= To do =
Return every entry below without altering a word.

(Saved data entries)
========================

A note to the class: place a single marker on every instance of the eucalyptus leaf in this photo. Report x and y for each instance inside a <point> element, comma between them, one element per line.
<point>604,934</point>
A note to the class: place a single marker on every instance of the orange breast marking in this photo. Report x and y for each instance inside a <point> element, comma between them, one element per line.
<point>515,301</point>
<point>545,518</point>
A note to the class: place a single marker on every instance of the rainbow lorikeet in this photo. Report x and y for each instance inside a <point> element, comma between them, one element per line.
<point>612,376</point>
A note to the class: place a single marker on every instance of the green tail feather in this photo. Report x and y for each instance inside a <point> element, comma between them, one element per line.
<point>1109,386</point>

========================

= Final answer =
A note to the class: place a single marker on every instance of the eucalyptus leaf in this photo. Report x and y for each instance inside a <point> element, comma between them, one element per line.
<point>604,934</point>
A note to the class: place a single marker on every instance of the orange breast marking in this photo. Report x and y for each instance inside a <point> element, comma between them, one element per line.
<point>515,301</point>
<point>545,518</point>
A note to the class: place a single marker on every instance of the rainbow lorikeet in this photo. Report x and y for each instance inside a <point> element, comma between them, one element per line.
<point>612,376</point>
A note to the class: place a single marker on every instance of the green tail feather in this photo. Report x and y for each instance inside a <point> element, comma between them, one element per line.
<point>1109,386</point>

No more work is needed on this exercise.